Passage provided -
Life Without TV
To reconnect with my boys, I pulled the plug. Now what?
Signal for a new start.
"We're going to be way too busy to watch TV," I told my boys, who are five and 10. That was eight months ago.
We'd been avid TV watchers on the remote northern island where we'd been living for the previous five years. It was an island that got dark in the winter. Very dark. With a population of 900, it had no street lights, no traffic lights, and when night fell, neighbours were so far apart, you didn't see the lights of houses.
I'd never seen dark like that.
More to the point, I'd never FELT dark like that.
It became a state of mind, those winters and I felt like a caveman lost in the night until I turned on the TV. And then I felt myself return to what I considered my natural state: urbanite.
Let me clarify. When I say "TV," I mean videos, DVDs, and The Daily Show with Jon Stewart. I mean Trailer Park Boys, Trading Spouses, What Not to Wear, Extreme Makeover, Survivor, MTV.
I mean screen time.
I never watched much TV until I moved to the wilderness. In New York, I went to the theatre, movies, museums. I heard street music and would-be opera singers performing on the subway. I saw packs of talented teenaged boys breakdancing in Central Park like they'd walked off the set of a Broadway musical. I passed classical violinists on street corners. My friends played in off-beat venues, cello, saxophone, guitar. I went to poetry readings and avant-garde puppet shows. I'd seen it all for so many years, I fancied myself sated and, in my nascent days as a nature dweller, I thought I could easily entertain myself.
It never occurred to me that, to avoid going insane from what I've come to think of as "art deprivation syndrome," I'd need a TV.
Brawling for Gidget
I guess I arrived on that island predisposed to think of television as a useless pastime.
When I was growing up, my mother limited TV watching to a half hour each week. At least, she thought she did.
When our parents went out, my brother and I battled to see who could inflict the most damage on the other, while struggling for control of the channel changer. Back then, the channel changer was actually on the TV set.
Whoever knocked the other unconscious first got to choose which show to watch.
Even though I was two years younger, I often tackled my brother, and gained channel control and the right to watch Gidget.
I admit it: when I arrived in paradise, I was smug about not needing the things of the urban world.
"We don't really need movies out here," I'd report to my poor, pathetic, entertainment-addicted friends back in Manhattan.
We have wind. We have trees. We have wild animals.
We have air.
Then we closed on the sale of our apartment in NYC, and the moment we let it go, I became ravenous for culture.
Connected through Jon Stewart
I wasn't hungry for the kind of culture where a hippie kicks a hacky sack to his friend who kicks it back to him while passing him a joint. You could get that kind of culture at the Hall, the centre of cultural life in my rural Canadian community.
I was hungry for art, documentaries, music, literature.
I found you could get some reasonable facsimile, right there in the wilderburbs, simply by turning on the tube.

Tasks to carry out -
(1) In the essay about giving up TV, what was the population of the remote northern island where the writer had lived?
(2) Carry on the essay about life without TV, starting right after its last sentence.

Provided data -
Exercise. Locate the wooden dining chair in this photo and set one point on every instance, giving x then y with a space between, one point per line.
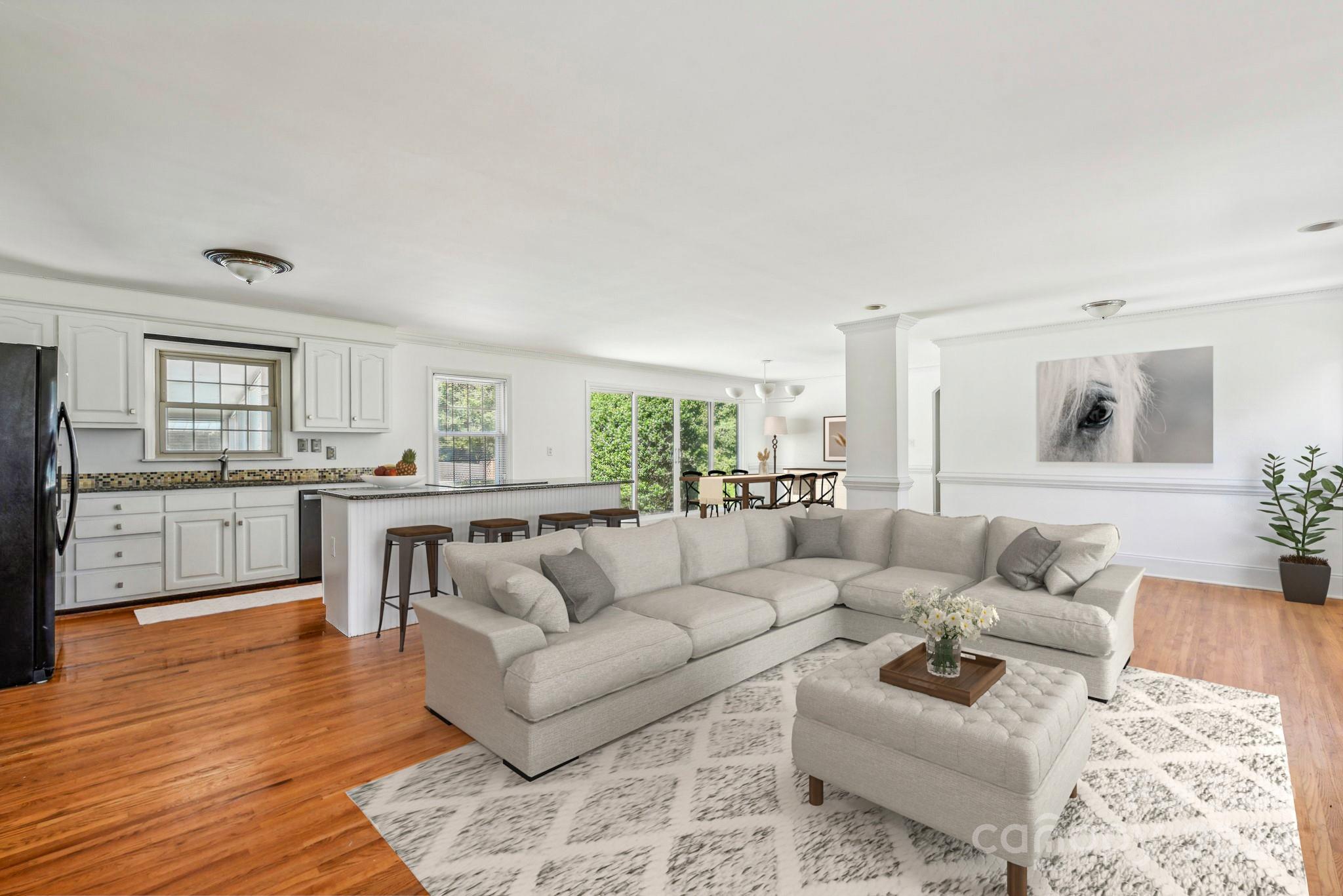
--
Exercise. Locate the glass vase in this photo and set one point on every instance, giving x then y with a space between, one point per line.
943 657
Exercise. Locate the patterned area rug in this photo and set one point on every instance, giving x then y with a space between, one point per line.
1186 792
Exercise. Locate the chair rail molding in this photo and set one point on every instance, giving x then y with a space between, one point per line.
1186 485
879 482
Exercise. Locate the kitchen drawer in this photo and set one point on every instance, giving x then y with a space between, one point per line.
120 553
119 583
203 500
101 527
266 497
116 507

Task responses -
(1) About 900 people.

(2)
So as winter set in on the pristine northern paradise, and the harsh winds shook the cedar siding on the house, I turned to TV to help me cope. When I was watching, I was connected with other people, at least in my mind. I wasn't just a speck of human meaninglessness in a vast and uncaring landscape.
When I watched Jon Stewart, I could forget I was living thousands of miles from where the laughs were coming from and hundreds of miles from the nearest urban centre over an inhospitable sea.
The southeasters fought to rip the trees from their roots and spear them through the roof of our house, while I huddled in front of the TV, watching the entire sixteen-hour PBS series about the history of New York.
This was the longest stretch I'd ever spent in front of the TV, and after that I just kept watching.
I found myself asking, "What's on tonight?"
My partner got a projector and projected a TV image on the wall that was big enough for the whole family to fit inside of. TV was larger than any of us. It overshadowed us and shone colourful lights down upon us when outside the windows, we could see only black. We sat there in the glow it cast and watched and watched.
City flickers
But now, things were different. Now I was back in the city, Vancouver. My husband had decided to remain on the island for the time being and I was embarking on a new life with my children in the city.
In our first weeks in Vancouver, we revelled in what seemed like the endless selection of movies available to us in the video stores. We delighted in the sheer volume of story you could get. Who cared if 80 per cent of the plots sucked? There were choices and we came home with stacks.
Every time I needed to talk on the phone, I pulled out a video from the stack. "Just a minute," I'd joke to the friend on the other end of the line, "I've gotta go turn the kids off."
I'd pop in a video and come back to the phone.
"Okay, they're plugged in. Now what were you saying?"
Just when I'd get off the phone, another call would come, and before I knew it, I'd be sliding in a second video and even maybe a third.
I'd tell the kids they had a few more minutes, then I'd realize it was time to cook dinner. By the time dinner was on the table, they'd logged in another forty-five.
It wasn't going to kill them. But I calculated that a lot of our time "together" was being spent with all of us hooked into various household appliances.
Me, the computer. Them, the TV.
Them. I wanted my kids back. But to get them back, I was going to have to turn the TV off.
That would mean I would have to live with them always on. That seemed too hard.
Right at that time, by fate or by divine intervention, the DVD/video player simply stopped working. And that's when I made my decision. "No more TV."
I thought the kids would demand to be given a new mother, but they just smiled and said trustingly, "Okay."
That's when I got scared.
Babysitter, unplugged
"Now what?" I thought.
How was I going to make reality more exciting than reality TV?
What would I do without the reliable round-the-clock baby-sitting help of TV?
I wondered what I'd do when my kids just needed down time, or they were about to kill each other, or they'd told me for the hundredth time, "There's nothing to do."
I feared we'd be bored with each other and bored with ourselves.
I could only get myself to commit through Christmas. If I couldn't stand to live without a home entertainment centre at that point, well, then Santa would just have to slide down the chimney with one. And so I committed. The old VCR was dead and I didn't buy a new one. I never subscribed to cable, or at least, I haven't yet.
What I didn't realize was that we were about to become our own at home entertainment centre.
Christmas came and went. Spring is upon us and we remain TV-less. Sure, we peer into the fun-machine through YouTube on occasion, but it doesn't take over the living room like the TV used to do.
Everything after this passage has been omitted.